→ EXERCISE OBJECTIVE: Two lines in the data below mark the range: the one with "pixel 87 55" and the one with "pixel 511 232". Return both, along with every line between them, exactly.

→ EXERCISE INPUT:
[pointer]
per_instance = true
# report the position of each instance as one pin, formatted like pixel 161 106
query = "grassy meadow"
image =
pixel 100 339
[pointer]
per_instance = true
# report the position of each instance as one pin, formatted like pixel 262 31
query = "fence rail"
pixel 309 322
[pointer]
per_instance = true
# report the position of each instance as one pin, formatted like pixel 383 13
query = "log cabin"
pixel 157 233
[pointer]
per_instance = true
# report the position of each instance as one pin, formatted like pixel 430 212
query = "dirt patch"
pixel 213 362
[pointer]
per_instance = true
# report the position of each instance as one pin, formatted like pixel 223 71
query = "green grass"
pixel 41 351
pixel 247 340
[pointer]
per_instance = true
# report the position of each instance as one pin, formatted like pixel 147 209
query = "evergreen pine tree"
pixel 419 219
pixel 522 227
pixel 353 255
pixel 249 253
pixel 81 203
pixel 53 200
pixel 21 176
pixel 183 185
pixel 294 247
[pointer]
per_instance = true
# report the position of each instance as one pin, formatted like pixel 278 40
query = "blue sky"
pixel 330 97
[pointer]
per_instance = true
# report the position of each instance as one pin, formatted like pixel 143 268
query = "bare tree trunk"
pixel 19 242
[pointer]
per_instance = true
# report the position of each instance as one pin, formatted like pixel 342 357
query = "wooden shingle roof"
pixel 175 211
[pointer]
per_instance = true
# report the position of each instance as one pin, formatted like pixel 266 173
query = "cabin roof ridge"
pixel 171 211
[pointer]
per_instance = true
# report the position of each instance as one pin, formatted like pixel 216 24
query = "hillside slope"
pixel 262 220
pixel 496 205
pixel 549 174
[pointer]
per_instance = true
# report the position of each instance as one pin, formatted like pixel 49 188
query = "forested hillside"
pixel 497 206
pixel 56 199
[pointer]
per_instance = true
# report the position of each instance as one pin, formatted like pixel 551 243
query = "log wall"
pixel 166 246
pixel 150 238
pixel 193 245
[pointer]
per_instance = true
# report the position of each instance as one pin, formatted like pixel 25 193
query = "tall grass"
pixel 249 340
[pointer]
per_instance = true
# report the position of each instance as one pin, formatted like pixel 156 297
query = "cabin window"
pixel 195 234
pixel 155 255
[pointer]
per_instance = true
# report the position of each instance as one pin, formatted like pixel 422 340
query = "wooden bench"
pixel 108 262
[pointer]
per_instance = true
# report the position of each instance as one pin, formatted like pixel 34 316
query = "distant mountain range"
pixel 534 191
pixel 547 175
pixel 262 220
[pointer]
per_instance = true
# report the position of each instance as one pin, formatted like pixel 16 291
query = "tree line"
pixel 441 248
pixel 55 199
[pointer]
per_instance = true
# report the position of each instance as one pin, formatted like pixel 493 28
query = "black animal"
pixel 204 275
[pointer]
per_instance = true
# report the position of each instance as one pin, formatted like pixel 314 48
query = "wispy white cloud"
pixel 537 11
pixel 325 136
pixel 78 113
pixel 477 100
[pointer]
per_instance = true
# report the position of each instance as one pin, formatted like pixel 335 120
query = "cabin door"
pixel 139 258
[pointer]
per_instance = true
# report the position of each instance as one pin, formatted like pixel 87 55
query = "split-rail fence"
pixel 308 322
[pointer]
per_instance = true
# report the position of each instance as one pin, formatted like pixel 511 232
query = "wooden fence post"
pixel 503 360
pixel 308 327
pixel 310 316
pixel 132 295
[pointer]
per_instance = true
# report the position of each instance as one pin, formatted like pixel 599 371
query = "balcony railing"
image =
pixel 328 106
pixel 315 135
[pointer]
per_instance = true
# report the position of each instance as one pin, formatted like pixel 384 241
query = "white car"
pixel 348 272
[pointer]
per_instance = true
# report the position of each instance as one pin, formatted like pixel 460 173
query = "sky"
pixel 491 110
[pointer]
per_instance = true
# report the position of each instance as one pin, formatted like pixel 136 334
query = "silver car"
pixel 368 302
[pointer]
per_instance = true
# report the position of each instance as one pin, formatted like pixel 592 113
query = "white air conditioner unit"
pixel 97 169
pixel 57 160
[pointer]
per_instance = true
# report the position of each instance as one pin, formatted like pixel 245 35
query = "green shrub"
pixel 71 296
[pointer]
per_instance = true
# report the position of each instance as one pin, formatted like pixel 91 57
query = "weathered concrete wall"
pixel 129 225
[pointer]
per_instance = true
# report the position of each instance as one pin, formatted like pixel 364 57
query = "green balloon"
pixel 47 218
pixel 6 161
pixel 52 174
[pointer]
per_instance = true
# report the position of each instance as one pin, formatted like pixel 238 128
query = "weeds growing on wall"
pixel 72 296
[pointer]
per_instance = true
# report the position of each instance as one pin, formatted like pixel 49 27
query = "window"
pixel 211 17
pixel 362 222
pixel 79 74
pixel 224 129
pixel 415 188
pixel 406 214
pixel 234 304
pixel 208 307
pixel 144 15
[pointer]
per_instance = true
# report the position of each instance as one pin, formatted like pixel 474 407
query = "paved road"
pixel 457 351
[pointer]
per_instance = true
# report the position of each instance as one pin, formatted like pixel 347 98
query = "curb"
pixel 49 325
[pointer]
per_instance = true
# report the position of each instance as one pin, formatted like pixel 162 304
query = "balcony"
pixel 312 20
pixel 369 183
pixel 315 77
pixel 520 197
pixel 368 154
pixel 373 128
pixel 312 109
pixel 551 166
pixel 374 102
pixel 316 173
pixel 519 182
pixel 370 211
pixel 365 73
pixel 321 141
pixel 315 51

→ YOUR SOLUTION:
# report the position of each instance as one pin, formatted like pixel 87 55
query = "split-rail fence"
pixel 308 322
[pointer]
per_instance = true
# report the position of each instance as one pin, formatted like pixel 511 232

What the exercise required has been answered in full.